→ **THE TASK**
Give every line of the listing word for word, beginning at the first and including the line with "positive clicks: (520, 338)" as the last.

→ **THE DATA**

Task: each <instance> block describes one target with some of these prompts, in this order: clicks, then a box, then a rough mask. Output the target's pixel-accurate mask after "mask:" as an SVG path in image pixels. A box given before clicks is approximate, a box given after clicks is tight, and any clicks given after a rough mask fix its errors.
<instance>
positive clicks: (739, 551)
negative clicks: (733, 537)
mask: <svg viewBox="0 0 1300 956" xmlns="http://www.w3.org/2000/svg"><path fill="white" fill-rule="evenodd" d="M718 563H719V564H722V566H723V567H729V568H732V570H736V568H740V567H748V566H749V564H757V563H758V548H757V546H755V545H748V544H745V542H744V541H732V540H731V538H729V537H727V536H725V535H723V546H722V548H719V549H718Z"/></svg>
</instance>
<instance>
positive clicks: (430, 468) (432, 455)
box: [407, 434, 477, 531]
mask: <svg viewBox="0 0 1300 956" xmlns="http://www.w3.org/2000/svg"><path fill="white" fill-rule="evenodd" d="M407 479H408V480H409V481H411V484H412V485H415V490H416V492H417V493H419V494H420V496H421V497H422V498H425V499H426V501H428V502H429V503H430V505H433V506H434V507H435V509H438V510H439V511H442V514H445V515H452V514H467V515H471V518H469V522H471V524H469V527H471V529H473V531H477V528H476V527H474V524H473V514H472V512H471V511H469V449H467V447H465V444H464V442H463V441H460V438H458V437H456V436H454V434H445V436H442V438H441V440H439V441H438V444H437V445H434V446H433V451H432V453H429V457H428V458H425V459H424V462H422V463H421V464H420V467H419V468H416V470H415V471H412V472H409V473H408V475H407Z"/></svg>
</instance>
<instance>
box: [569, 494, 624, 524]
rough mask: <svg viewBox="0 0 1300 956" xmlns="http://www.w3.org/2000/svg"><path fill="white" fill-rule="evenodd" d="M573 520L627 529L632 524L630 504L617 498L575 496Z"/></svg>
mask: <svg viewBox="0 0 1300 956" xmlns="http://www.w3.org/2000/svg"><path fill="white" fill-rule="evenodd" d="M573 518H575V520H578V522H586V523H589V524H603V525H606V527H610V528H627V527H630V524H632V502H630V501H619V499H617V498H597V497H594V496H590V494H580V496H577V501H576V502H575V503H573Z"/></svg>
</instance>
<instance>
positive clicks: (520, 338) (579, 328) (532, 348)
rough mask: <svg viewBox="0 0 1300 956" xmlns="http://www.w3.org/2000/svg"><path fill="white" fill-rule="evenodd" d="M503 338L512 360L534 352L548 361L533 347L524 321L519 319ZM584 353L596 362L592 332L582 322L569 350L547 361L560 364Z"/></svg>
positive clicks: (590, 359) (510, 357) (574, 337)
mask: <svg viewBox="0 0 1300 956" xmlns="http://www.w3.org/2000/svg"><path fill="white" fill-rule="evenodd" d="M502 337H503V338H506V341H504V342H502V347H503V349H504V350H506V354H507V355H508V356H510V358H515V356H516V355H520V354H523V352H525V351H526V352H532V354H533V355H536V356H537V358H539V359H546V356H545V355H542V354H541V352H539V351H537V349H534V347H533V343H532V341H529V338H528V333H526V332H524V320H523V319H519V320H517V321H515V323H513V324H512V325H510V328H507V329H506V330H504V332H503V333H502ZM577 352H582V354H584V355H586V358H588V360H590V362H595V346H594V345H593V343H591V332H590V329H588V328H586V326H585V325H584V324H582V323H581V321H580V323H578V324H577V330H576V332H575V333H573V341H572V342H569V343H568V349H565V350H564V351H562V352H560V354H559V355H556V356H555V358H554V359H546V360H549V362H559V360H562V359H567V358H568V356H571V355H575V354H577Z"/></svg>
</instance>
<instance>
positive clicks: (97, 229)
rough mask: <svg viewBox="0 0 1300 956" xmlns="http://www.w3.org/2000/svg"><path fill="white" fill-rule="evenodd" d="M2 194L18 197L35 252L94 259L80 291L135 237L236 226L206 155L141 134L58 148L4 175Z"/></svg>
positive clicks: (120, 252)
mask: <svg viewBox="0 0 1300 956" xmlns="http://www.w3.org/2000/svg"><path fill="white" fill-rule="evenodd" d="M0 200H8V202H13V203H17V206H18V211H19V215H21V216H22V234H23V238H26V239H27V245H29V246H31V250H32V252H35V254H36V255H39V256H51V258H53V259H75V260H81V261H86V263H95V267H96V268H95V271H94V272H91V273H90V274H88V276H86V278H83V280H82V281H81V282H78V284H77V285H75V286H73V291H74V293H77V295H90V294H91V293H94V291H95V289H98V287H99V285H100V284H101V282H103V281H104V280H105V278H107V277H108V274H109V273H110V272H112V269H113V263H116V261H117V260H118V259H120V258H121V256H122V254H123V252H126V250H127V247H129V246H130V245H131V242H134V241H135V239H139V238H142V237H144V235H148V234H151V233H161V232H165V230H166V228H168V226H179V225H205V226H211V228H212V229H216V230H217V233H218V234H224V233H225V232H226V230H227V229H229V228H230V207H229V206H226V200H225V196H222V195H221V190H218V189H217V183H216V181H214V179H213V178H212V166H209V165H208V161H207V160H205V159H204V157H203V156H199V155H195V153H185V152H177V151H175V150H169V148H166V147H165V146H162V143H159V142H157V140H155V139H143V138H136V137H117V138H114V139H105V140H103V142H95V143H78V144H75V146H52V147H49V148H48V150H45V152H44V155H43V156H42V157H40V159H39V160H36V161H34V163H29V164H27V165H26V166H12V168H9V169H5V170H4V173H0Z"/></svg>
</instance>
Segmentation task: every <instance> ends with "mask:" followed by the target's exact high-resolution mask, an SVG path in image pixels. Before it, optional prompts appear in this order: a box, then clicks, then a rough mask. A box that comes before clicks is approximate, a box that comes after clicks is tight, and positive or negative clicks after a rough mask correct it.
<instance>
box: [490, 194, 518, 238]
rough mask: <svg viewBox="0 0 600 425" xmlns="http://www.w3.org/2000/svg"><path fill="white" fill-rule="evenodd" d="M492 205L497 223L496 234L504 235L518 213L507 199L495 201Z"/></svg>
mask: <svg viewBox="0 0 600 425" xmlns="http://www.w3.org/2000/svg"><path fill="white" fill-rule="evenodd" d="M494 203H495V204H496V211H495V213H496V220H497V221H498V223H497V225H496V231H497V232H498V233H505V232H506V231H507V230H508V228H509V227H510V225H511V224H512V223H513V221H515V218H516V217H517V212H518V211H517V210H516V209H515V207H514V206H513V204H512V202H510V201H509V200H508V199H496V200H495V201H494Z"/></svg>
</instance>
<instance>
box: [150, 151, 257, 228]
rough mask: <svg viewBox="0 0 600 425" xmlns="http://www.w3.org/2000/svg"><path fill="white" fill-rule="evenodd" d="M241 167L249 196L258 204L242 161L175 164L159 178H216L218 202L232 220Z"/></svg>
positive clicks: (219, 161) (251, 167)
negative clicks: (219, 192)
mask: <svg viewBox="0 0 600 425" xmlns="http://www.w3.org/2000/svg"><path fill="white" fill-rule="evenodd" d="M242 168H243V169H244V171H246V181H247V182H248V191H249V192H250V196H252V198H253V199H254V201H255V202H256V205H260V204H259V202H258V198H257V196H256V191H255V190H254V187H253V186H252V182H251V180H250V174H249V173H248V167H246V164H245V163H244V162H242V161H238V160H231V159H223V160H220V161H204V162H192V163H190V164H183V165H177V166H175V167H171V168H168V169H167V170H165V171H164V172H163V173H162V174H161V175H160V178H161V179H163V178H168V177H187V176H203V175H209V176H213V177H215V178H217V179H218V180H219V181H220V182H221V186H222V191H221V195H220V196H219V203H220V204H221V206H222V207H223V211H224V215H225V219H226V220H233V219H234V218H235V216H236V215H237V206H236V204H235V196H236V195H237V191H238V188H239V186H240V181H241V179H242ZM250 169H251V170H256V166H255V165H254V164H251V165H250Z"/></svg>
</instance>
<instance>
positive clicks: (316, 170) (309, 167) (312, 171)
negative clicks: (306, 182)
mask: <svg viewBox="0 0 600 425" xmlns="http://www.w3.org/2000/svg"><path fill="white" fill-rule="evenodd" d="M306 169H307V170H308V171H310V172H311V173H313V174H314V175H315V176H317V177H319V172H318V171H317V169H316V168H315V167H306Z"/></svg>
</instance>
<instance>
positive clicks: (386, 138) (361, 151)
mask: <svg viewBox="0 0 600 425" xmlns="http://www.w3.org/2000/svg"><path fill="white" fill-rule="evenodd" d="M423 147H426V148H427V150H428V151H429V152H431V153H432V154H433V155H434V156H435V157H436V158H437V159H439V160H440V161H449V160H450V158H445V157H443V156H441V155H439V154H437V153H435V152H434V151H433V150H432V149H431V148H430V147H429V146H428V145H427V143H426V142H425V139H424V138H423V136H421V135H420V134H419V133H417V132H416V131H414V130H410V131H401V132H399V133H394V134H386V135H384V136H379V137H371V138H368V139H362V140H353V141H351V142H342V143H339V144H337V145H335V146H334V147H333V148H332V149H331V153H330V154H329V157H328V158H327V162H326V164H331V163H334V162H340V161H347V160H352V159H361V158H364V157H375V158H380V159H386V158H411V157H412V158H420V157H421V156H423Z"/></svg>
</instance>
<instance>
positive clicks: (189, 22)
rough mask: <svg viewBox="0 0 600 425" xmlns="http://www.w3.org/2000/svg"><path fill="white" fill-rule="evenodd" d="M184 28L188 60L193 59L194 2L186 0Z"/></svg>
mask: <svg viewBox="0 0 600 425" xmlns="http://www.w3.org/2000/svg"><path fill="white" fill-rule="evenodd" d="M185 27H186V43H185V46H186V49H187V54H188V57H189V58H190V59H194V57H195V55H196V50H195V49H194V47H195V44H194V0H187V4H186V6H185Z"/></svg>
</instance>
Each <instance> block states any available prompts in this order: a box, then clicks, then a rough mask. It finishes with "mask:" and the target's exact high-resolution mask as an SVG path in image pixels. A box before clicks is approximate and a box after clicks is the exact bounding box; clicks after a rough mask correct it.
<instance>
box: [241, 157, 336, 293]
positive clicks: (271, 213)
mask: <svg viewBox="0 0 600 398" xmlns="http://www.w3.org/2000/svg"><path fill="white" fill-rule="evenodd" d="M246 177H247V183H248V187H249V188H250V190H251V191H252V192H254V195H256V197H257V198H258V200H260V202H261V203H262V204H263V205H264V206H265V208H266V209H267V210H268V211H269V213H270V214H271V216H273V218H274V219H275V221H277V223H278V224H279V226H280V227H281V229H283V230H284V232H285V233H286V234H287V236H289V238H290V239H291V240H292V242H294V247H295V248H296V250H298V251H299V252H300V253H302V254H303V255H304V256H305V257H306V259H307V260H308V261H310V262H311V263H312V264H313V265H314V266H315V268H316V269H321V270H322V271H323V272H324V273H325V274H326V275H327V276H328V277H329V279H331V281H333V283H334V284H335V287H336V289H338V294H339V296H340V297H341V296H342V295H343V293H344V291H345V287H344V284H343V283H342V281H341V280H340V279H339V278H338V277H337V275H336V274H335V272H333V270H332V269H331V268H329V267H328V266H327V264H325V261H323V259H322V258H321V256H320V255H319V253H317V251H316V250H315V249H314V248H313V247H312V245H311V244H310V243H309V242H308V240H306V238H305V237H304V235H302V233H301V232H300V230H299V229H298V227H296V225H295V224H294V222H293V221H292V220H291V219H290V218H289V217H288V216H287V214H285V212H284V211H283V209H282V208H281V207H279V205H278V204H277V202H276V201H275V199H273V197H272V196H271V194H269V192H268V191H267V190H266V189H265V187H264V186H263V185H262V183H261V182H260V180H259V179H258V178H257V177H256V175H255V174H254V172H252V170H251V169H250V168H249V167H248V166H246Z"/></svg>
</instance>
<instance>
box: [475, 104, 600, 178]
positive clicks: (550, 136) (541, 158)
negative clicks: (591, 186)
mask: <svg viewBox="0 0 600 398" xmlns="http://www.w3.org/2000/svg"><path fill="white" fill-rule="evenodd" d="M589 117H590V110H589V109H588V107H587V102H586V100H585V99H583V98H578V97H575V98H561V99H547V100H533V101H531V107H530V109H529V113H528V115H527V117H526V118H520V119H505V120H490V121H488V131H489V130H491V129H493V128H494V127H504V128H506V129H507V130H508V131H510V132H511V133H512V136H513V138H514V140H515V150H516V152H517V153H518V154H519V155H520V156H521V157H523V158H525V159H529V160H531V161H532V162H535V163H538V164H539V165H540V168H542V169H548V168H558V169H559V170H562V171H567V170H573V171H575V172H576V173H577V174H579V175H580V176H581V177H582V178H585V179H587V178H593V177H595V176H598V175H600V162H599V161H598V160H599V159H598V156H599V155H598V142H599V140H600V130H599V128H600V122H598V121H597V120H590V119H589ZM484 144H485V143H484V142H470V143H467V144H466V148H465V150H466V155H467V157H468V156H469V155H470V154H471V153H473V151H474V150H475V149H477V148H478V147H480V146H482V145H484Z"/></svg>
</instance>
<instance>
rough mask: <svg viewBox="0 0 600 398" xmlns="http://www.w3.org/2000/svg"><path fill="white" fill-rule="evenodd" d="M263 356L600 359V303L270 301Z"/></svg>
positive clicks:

→ **RESULT**
Task: each <instance> block describes one target with some of these prompts, in this order: clicks, then a box, then a rough mask. Output the target's pixel-accurate mask after "mask:" as an SVG path in image pixels. A box given before clicks is approximate, a box given after clicks is tight, and any clicks given after a rough mask fix its errors.
<instance>
positive clicks: (739, 551)
negative clicks: (733, 537)
mask: <svg viewBox="0 0 1300 956" xmlns="http://www.w3.org/2000/svg"><path fill="white" fill-rule="evenodd" d="M718 563H719V564H722V566H723V567H729V568H732V570H736V568H740V567H748V566H749V564H757V563H758V548H757V546H755V545H748V544H745V542H744V541H732V540H731V538H729V537H727V536H725V535H723V546H722V548H719V549H718Z"/></svg>
</instance>
<instance>
positive clicks: (430, 468) (432, 455)
box: [407, 434, 477, 531]
mask: <svg viewBox="0 0 1300 956" xmlns="http://www.w3.org/2000/svg"><path fill="white" fill-rule="evenodd" d="M407 479H408V480H409V481H411V484H412V485H415V490H416V492H417V493H419V494H420V496H421V497H422V498H425V499H426V501H428V502H429V503H430V505H433V506H434V507H435V509H438V510H439V511H442V514H445V515H452V514H467V515H471V518H469V522H471V524H469V527H471V529H473V531H477V528H476V527H474V524H473V514H472V512H471V511H469V449H467V447H465V444H464V442H463V441H460V438H458V437H456V436H454V434H445V436H442V438H441V440H439V441H438V444H437V445H434V446H433V451H432V453H429V457H428V458H425V459H424V462H422V463H421V464H420V467H419V468H416V470H415V471H412V472H409V473H408V475H407Z"/></svg>
</instance>
<instance>
box: [569, 494, 624, 524]
rough mask: <svg viewBox="0 0 1300 956" xmlns="http://www.w3.org/2000/svg"><path fill="white" fill-rule="evenodd" d="M573 520L627 529L632 524L630 504L617 498L575 496Z"/></svg>
mask: <svg viewBox="0 0 1300 956" xmlns="http://www.w3.org/2000/svg"><path fill="white" fill-rule="evenodd" d="M573 518H575V520H578V522H586V523H589V524H603V525H606V527H610V528H627V527H630V524H632V502H630V501H619V499H617V498H597V497H594V496H590V494H580V496H577V501H576V502H575V503H573Z"/></svg>
</instance>
<instance>
positive clicks: (520, 338) (579, 328) (532, 348)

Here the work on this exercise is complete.